** SOURCE DOCUMENT follows **

In classical MD simulations of lattice structures, whenever we are trying to incorporate vdW corrections to the atomic force calculation, we need to set up cutoff length beyond which the vdW correction is not considered to keep the computational cost manageable. As a result, the classical simulation requires reasonably large supercell(usually with its dimensions twice as long as the cutoff length) to capture vdW interactions.
When it comes to DFT calculations, however, the cutoff lengths for nonlocal vdW corrections, such as the rVV10 functional, are not explicitly set in DFT software like Quantum ESPRESSO. It is also common practice to use primitive cells in DFT calculations along with nonlocal vdW functionals. By looking at the formalism of the rVV10 vdW correction, the integration of the functional is clearly performed within a volume, $$ E_{c}^{n l}=\frac{\hbar}{2} \iint n(\mathbf{r}) \Phi\left(n, n^{\prime},|\nabla n|,\left|\nabla n^{\prime}\right|,\left|\mathbf{r}-\mathbf{r}^{\prime}\right|\right) n\left(\mathbf{r}^{\prime}\right) d \mathbf{r} d \mathbf{r}^{\prime},\tag{1} $$ where $n(\mathbf{r})$ is the charge density at location of $\mathbf{r}$. So my question is what are the lower and upper limits for Eq. (1), and how do we derive them?

** End of SOURCE DOCUMENT **
** EXCERPTED DATA follows **

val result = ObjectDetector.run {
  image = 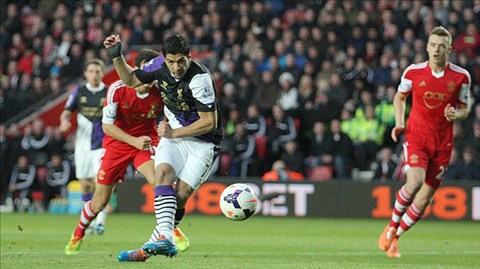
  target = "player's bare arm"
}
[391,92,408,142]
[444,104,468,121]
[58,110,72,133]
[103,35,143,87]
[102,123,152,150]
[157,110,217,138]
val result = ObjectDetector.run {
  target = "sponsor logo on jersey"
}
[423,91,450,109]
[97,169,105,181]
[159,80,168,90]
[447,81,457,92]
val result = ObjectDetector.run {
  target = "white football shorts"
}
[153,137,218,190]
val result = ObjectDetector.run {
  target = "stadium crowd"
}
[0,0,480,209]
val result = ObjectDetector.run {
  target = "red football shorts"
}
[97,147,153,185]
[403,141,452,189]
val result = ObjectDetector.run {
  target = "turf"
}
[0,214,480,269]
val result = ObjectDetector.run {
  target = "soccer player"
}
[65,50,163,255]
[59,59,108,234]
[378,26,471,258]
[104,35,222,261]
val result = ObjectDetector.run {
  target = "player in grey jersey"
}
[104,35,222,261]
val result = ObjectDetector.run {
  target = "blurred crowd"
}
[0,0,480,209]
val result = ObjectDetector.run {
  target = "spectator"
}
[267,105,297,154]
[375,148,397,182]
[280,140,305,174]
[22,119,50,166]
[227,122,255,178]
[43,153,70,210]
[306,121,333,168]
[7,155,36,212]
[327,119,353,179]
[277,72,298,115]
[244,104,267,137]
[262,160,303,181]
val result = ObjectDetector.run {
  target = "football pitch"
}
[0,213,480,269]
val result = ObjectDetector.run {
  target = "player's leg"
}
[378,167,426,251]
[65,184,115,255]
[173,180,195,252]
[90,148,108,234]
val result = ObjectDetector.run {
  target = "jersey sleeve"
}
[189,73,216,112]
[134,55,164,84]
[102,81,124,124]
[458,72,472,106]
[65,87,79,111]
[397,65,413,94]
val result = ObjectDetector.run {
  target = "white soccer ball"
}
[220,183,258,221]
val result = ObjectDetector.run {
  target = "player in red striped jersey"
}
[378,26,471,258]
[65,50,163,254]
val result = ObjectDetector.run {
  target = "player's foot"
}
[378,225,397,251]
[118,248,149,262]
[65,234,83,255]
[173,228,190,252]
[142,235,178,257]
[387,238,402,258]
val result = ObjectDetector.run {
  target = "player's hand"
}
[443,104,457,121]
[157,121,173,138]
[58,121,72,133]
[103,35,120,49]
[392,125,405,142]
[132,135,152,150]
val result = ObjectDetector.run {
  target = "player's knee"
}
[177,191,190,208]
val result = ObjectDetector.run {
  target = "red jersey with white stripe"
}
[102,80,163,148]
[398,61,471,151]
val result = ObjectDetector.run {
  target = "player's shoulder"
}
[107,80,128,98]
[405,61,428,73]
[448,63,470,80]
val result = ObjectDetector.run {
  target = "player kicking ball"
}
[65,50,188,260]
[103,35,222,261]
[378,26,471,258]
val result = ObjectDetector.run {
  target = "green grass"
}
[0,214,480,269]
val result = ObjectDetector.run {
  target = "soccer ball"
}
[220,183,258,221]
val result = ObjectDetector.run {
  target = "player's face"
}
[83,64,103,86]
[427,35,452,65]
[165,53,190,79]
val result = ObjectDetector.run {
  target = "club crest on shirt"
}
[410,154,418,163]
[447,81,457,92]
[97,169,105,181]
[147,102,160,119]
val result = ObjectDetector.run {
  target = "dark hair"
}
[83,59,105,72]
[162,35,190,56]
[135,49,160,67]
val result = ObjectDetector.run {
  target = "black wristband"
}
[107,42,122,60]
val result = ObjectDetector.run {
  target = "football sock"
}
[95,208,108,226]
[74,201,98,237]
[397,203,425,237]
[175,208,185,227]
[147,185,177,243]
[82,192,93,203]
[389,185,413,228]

** End of EXCERPTED DATA **

• [TRY IT]
Carry on the forum post on van der Waals cutoffs in DFT calculations from the point where it stops. This material stands apart from the forum post on van der Waals cutoffs.

• [TASK RESPONSE]
To attack this question, I tried to understand Eq.(1) in terms of its Fourier transform, $$ E_{c}^{n l}=\frac{\hbar}{2} \Omega \sum_{i j} \sum_{\mathbf{G}} \tilde{\theta}_{i}^{*}(\mathbf{G}) \tilde{\Phi}^{\mathrm{rVV} 10}\left(q_{i}, q_{j},|\mathbf{G}|\right) \tilde{\theta}_{j}(\mathbf{G}),\tag{2} $$ where $\tilde{\Phi}^{\mathrm{rVV} 10}\left(q_{i}, q_{j},|\mathbf{G}|\right)$ are the Fourier transforms of the rVV10 kernel evaluated on a bidimensional grid of $q$ values, and $\tilde{\theta}_{i}$ are the Fourier transforms of $\theta_{i}$ introduced in the rVV10 paper here. But this left me with more questions than answers. I have a feeling that I might be pursuing the answer in a wrong line of thinking, so any hint will be appreciated!